Stored items
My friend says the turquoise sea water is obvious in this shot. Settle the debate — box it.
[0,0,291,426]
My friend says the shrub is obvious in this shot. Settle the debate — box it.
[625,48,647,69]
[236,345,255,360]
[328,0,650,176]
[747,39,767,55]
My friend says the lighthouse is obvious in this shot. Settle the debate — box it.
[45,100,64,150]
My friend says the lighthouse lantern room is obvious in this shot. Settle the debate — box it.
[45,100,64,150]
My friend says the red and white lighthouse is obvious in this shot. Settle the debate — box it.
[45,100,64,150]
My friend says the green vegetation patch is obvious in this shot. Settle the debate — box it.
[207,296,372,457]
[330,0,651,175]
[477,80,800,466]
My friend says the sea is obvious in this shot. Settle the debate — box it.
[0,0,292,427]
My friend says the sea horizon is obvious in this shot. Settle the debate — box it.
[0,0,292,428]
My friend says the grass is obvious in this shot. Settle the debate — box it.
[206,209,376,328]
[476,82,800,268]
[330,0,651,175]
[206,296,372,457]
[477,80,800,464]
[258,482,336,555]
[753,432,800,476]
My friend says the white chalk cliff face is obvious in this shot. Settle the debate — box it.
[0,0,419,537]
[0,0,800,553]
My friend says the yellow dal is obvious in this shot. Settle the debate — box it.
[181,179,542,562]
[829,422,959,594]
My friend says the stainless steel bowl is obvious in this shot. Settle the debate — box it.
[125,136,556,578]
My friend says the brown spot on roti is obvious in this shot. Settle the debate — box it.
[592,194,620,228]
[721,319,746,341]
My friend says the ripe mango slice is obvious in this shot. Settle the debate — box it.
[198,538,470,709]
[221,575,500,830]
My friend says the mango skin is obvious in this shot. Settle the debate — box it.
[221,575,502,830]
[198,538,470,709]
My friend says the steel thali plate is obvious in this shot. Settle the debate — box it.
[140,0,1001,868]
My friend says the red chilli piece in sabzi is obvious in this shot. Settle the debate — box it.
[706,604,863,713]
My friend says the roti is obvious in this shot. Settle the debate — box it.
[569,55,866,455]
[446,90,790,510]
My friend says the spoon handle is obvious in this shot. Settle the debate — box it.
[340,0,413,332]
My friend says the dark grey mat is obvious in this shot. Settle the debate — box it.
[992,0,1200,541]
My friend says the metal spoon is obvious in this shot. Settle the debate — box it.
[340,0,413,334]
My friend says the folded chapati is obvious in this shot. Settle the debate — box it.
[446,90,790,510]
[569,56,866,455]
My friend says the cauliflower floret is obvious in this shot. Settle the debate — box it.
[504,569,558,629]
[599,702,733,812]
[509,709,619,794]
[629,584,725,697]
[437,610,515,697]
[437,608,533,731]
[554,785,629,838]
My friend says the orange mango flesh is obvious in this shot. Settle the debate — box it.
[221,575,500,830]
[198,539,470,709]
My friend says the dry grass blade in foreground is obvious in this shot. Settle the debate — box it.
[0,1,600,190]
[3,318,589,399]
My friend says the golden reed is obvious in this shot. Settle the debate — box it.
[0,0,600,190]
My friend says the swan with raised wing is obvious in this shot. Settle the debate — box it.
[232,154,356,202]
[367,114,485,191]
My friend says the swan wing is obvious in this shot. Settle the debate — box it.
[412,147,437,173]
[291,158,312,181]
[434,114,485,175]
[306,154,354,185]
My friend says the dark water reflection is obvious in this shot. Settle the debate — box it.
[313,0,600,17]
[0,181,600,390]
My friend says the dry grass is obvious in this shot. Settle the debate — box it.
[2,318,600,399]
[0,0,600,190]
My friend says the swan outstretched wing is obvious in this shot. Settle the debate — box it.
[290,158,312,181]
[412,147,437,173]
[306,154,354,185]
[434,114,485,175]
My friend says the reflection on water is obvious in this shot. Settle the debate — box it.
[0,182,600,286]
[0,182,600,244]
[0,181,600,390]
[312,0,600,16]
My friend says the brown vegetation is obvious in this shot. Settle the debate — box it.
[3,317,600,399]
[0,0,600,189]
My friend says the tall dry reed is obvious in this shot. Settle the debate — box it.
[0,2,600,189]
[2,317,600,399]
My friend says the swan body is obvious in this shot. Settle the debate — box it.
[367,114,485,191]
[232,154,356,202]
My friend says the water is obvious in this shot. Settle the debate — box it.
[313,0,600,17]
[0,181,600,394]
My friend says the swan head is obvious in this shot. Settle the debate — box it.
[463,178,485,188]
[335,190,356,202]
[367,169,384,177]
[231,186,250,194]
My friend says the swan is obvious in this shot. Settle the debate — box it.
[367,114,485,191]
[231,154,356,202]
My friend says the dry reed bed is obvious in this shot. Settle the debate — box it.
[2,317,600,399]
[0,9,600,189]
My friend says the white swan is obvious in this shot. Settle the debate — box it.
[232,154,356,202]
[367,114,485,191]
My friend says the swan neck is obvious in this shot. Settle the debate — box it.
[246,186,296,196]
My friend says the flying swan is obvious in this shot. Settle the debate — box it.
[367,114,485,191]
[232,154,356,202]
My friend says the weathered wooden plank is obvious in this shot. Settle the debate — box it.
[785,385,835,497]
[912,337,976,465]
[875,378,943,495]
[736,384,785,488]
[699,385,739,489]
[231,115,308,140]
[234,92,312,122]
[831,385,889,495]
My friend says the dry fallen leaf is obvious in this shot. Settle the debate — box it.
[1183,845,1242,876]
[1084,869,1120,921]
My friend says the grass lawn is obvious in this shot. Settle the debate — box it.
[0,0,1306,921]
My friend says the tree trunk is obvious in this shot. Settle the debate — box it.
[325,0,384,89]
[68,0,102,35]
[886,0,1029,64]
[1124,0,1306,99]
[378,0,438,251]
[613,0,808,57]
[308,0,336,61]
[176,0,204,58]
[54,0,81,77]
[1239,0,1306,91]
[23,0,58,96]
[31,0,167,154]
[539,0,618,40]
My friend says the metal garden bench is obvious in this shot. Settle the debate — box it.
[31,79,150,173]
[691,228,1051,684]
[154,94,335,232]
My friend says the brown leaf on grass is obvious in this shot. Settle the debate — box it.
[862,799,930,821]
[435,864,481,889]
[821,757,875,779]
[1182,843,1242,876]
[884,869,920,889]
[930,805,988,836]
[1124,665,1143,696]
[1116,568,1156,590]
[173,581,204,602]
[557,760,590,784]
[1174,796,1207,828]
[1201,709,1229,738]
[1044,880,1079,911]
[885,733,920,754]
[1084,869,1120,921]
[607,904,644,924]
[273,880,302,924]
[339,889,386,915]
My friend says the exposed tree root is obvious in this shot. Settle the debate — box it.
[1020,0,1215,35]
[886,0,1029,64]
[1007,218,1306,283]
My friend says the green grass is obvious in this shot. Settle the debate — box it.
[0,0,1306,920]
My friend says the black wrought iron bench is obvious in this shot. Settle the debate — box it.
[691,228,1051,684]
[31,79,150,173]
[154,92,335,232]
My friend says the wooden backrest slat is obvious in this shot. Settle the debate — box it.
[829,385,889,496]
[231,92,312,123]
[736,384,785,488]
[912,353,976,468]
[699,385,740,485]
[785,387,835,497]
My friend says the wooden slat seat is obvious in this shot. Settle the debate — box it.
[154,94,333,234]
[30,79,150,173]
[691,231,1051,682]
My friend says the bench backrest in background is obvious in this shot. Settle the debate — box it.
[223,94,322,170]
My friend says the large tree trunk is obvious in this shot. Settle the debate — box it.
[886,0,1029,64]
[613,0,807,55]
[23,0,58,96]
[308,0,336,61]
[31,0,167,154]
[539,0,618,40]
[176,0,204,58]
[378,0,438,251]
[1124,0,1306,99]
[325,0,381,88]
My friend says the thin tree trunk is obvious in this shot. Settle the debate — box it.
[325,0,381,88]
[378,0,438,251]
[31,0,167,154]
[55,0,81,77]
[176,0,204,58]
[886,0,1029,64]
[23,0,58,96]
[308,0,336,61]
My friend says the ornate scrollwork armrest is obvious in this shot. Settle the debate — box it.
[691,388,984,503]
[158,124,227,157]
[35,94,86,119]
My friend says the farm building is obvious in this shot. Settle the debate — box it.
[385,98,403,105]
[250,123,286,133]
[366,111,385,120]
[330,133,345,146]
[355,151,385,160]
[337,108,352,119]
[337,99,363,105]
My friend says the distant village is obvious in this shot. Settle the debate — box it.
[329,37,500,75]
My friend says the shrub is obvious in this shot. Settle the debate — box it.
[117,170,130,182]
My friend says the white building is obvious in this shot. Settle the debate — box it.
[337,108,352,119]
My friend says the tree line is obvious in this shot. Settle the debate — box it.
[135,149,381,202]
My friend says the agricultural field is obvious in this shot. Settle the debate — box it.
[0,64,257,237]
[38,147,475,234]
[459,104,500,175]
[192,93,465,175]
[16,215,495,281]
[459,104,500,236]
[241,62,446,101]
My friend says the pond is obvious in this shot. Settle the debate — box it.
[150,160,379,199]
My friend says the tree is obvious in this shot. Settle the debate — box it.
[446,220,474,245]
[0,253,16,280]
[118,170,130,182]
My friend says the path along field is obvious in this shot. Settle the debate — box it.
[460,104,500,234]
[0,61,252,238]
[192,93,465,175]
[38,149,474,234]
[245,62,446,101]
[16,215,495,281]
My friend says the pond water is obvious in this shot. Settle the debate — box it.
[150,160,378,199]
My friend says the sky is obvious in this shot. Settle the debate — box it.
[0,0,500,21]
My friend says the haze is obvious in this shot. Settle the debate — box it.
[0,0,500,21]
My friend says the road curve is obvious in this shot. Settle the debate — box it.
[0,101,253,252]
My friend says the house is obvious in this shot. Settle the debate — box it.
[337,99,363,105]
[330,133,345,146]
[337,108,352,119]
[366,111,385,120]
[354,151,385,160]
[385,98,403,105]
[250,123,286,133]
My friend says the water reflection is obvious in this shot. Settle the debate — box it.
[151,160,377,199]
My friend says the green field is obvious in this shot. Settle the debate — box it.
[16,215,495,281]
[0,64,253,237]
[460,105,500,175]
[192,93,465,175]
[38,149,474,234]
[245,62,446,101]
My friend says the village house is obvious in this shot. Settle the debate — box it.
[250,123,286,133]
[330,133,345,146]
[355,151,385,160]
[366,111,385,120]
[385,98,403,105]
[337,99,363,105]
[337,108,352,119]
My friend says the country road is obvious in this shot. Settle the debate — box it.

CHALLENGE
Please arrange the entries as a Markdown table with the columns Row and Text, starting at the line that contains "My friend says the cauliflower" and running through the line that contains "[0,0,600,189]", both included. Put a row number under Row and that line under Text, and leave out blank lines.

FINISHED EXERCISE
| Row | Text |
|---|---|
| 1 | My friend says the cauliflower floret is obvious in this shot. Settle the debate — box it. |
| 2 | [504,569,558,629] |
| 3 | [599,702,733,812] |
| 4 | [509,709,619,794] |
| 5 | [629,584,725,697] |
| 6 | [437,610,515,697] |
| 7 | [437,608,533,731] |
| 8 | [554,785,629,838] |
| 9 | My friend says the orange mango flesh is obvious in this shot. Settle the debate — box it. |
| 10 | [221,575,500,830] |
| 11 | [198,539,470,709] |
| 12 | My friend says the dry grass blade in foreground is obvious in this shot. Settle the debate — box it. |
| 13 | [0,1,600,190] |
| 14 | [3,318,589,399] |
| 15 | My friend says the golden reed is obvious in this shot. Settle the debate — box it. |
| 16 | [0,0,600,190] |
| 17 | My friend says the swan with raised wing is obvious in this shot. Settle the debate — box it. |
| 18 | [232,154,356,202] |
| 19 | [367,114,485,191] |
| 20 | My friend says the swan wing is obvious in this shot. Settle the debate — box it. |
| 21 | [412,147,437,173] |
| 22 | [291,158,312,181] |
| 23 | [434,114,485,175] |
| 24 | [306,154,354,185] |
| 25 | My friend says the dark water reflection is obvious in this shot. Settle the debate — box it. |
| 26 | [313,0,600,17] |
| 27 | [0,181,600,390] |
| 28 | My friend says the dry grass is obvious in this shot. Settle the debate — box it. |
| 29 | [2,318,600,399] |
| 30 | [0,0,600,190] |
| 31 | My friend says the swan outstretched wing is obvious in this shot. Settle the debate — box it. |
| 32 | [290,158,312,181] |
| 33 | [412,147,437,173] |
| 34 | [306,154,354,185] |
| 35 | [434,114,485,175] |
| 36 | My friend says the reflection on water is obvious in this shot. Settle the debate — box it. |
| 37 | [0,182,600,286] |
| 38 | [0,182,600,244] |
| 39 | [0,181,600,390] |
| 40 | [312,0,600,16] |
| 41 | My friend says the brown vegetation is obvious in this shot. Settle the debate — box it. |
| 42 | [3,317,600,399] |
| 43 | [0,0,600,189] |